**Task details:** Every line of the data below should be retyped exactly.

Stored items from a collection

##########

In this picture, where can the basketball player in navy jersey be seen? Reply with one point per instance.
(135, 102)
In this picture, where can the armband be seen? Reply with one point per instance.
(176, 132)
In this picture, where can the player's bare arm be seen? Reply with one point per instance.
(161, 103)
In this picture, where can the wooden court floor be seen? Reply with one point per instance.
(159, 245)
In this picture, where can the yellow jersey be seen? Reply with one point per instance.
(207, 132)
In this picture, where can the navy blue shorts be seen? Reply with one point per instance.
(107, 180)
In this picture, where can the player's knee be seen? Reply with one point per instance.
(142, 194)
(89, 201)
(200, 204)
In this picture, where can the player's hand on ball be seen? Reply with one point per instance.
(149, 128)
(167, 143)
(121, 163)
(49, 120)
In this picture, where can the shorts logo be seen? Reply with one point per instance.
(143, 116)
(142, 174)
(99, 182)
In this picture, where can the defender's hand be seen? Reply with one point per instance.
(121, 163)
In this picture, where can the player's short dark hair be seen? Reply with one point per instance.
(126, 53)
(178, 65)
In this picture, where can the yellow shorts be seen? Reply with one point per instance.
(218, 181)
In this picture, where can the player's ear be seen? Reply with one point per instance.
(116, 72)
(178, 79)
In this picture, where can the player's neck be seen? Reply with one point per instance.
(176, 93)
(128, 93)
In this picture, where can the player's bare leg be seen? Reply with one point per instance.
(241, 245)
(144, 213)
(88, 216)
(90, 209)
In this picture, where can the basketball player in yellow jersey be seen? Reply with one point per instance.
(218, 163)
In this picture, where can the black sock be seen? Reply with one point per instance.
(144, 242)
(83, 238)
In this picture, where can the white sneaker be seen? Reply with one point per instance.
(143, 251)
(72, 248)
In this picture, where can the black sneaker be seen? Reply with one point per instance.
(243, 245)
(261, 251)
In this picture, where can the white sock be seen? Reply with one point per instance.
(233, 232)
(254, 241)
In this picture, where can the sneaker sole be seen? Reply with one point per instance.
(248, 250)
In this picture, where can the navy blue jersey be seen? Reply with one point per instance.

##########

**Exercise answer:**
In this picture, where can the basketball player in navy jersey be seen? Reply with one point per instance.
(135, 102)
In this picture, where can the armband be seen? Reply with one point per instance.
(176, 132)
In this picture, where can the player's bare arm be seen? Reply with one point per instance.
(161, 103)
In this picture, where can the wooden court floor be seen? Reply with one point per instance.
(159, 245)
In this picture, where can the yellow jersey be seen? Reply with one point per instance.
(207, 132)
In this picture, where can the navy blue shorts be seen? Reply with one point per instance.
(107, 180)
In this picture, where can the player's knee be seen? Reply with one point per instance.
(142, 194)
(89, 201)
(200, 204)
In this picture, where can the player's hand on ball be seen? Reply with one point per instance.
(149, 128)
(167, 143)
(121, 163)
(49, 120)
In this picture, where can the shorts logo be seen? Reply with one point per instance.
(143, 116)
(142, 174)
(99, 182)
In this picture, where can the defender's hand be seen? Reply with one point per instance.
(121, 163)
In this picture, where can the player's short dark hair be seen? Reply with one point per instance.
(126, 53)
(178, 65)
In this picture, where can the yellow shorts be seen? Reply with one point per instance.
(218, 181)
In this picture, where can the player's ear be seen? Reply with one point per instance.
(116, 72)
(178, 79)
In this picture, where can the player's neck be seen? Reply with one point per instance.
(176, 93)
(128, 93)
In this picture, where can the player's bare leg be seen? Reply with one point per instance.
(241, 245)
(144, 213)
(88, 216)
(90, 209)
In this picture, where can the basketball player in yellow jersey be seen? Reply with one point per instance.
(218, 163)
In this picture, where can the black sock be seen? Reply with one point per instance.
(144, 242)
(83, 238)
In this picture, where can the white sneaker be seen? Reply with one point per instance.
(143, 251)
(72, 248)
In this picture, where can the black sneaker be seen? Reply with one point per instance.
(243, 245)
(261, 251)
In this picture, where can the white sock be seen? Reply with one point per instance.
(233, 232)
(254, 241)
In this picture, where can the sneaker sole be seen? Reply with one point per instance.
(248, 250)
In this picture, where can the navy blue jersey be seen? Reply with one point per instance.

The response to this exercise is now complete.